— Start of Dataset extract —

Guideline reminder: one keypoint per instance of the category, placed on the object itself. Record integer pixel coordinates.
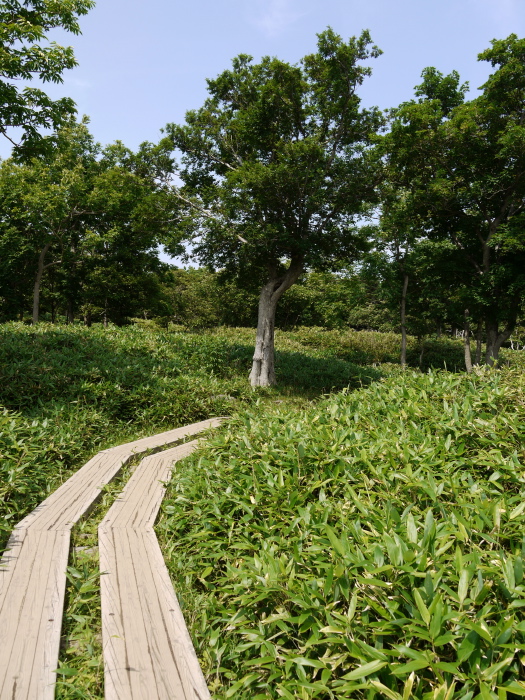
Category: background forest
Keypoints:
(406, 221)
(355, 530)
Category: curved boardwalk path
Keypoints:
(148, 654)
(33, 574)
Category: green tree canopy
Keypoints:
(275, 171)
(26, 54)
(464, 166)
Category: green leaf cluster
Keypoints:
(369, 546)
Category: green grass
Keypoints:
(369, 546)
(67, 392)
(316, 535)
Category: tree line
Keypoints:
(280, 176)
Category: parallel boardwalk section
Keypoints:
(148, 654)
(33, 570)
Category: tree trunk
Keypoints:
(70, 317)
(403, 322)
(496, 338)
(263, 366)
(479, 335)
(466, 342)
(38, 281)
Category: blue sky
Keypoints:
(144, 63)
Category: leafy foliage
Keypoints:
(369, 546)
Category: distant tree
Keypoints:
(93, 217)
(276, 171)
(464, 164)
(25, 54)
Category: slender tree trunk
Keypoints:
(404, 322)
(466, 342)
(70, 316)
(38, 281)
(479, 335)
(496, 338)
(263, 366)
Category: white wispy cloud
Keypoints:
(274, 16)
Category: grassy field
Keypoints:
(357, 544)
(368, 546)
(67, 392)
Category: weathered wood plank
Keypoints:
(148, 652)
(33, 571)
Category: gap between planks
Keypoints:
(148, 653)
(33, 570)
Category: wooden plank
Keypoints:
(33, 570)
(148, 653)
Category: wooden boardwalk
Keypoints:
(33, 571)
(148, 654)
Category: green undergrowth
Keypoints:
(368, 546)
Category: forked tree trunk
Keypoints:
(404, 322)
(466, 342)
(38, 282)
(263, 366)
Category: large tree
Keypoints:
(276, 171)
(26, 53)
(464, 166)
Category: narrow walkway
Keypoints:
(33, 570)
(148, 654)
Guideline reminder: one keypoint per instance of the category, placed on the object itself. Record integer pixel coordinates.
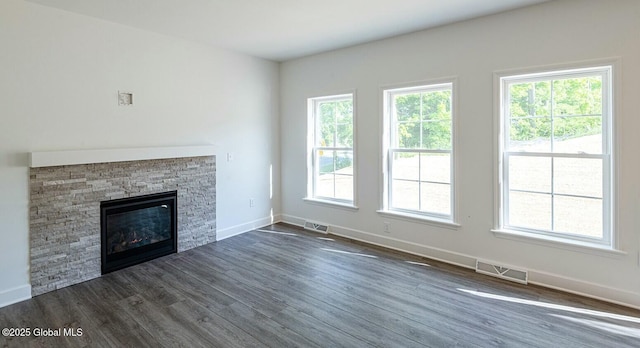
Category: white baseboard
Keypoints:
(548, 280)
(246, 227)
(393, 243)
(15, 295)
(587, 289)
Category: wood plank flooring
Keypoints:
(285, 287)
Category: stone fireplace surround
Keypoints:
(66, 189)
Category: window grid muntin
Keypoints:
(394, 147)
(604, 73)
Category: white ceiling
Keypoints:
(284, 29)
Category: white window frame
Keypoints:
(312, 148)
(503, 228)
(388, 135)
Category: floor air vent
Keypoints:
(314, 226)
(502, 272)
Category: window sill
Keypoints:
(332, 204)
(420, 219)
(577, 246)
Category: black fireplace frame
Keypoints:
(144, 253)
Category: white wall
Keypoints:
(59, 77)
(552, 33)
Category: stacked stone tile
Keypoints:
(64, 214)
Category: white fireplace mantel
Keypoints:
(61, 158)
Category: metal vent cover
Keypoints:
(316, 226)
(502, 272)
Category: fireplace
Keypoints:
(137, 229)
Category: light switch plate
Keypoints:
(125, 98)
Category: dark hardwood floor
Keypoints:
(285, 287)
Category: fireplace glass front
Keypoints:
(137, 229)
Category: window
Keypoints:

— End of Dataset extract —

Substitute "hearth" for every "fireplace" in the lines from the one containing "Category: narrow walkway" through the last line, both ends included. Give back only those lines, otherwise unchanged and with the pictures omitted.

Category: narrow walkway
Keypoints:
(33, 570)
(148, 654)
Guideline reminder: one keypoint per instance of the category, placed on the object itself. Record integer pixel coordinates.
Category: white baseboard
Keypoints:
(548, 280)
(246, 227)
(393, 243)
(15, 295)
(587, 289)
Category: wood plank flooring
Keypoints:
(285, 287)
Category: stone hearth surround
Keypoints:
(66, 189)
Category: window grid muntin
Keypoints:
(394, 147)
(604, 73)
Category: white ceiling
Keypoints:
(284, 29)
Category: white window frame
Keypoints:
(312, 148)
(503, 228)
(388, 135)
Category: floor air vent
Keypoints:
(314, 226)
(502, 272)
Category: window sill
Keypoints:
(332, 204)
(420, 219)
(577, 246)
Category: black hearth frame
Keypoints:
(144, 253)
Category: white wall
Keypoints:
(59, 77)
(552, 33)
Category: stacked stone tile
Keypoints:
(64, 214)
Category: white hearth mantel
Keypoints:
(61, 158)
Category: metal vent cover
Keypoints:
(316, 226)
(502, 272)
Category: hearth
Keypoints:
(137, 229)
Category: light switch plate
Keypoints:
(125, 98)
Category: dark hardwood floor
Keypoints:
(285, 287)
Category: hearth glass front
Keypoints:
(137, 229)
Category: window
Keypoints:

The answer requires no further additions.